(Your instructions) Pictures appear among the records. Write out all else exactly as it stands.

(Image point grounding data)
---+---
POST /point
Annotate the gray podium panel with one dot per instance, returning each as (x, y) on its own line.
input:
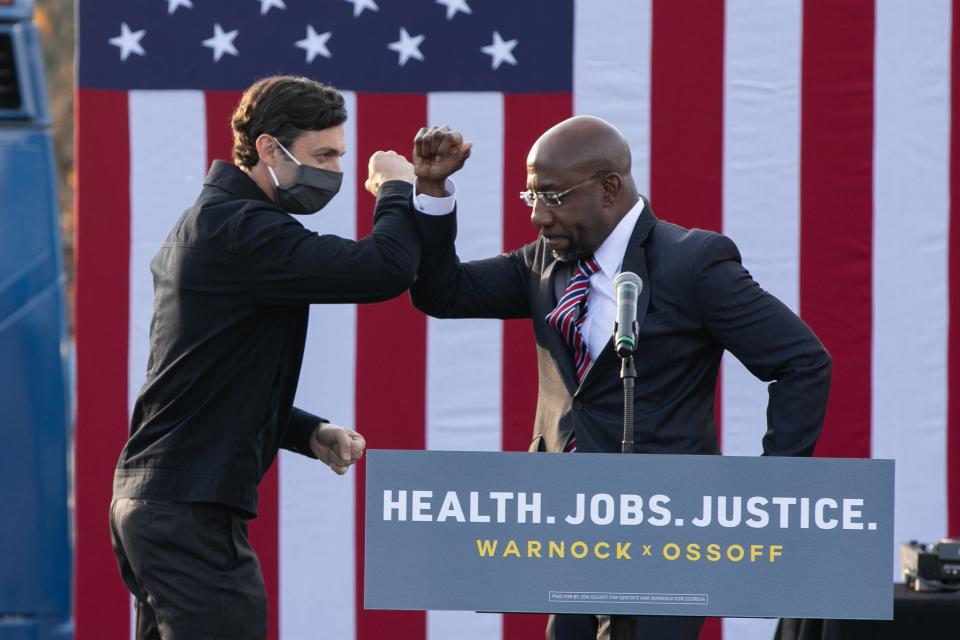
(641, 534)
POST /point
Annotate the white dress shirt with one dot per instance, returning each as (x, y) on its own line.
(597, 327)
---+---
(Your solution)
POST /point
Annotate the gray podium panel with one dot per instance, returning each as (x, y) on its own line.
input:
(641, 534)
POST /point
Annotate the white dress shirt with one dot per instance, returning each as (x, y) on its own line.
(597, 327)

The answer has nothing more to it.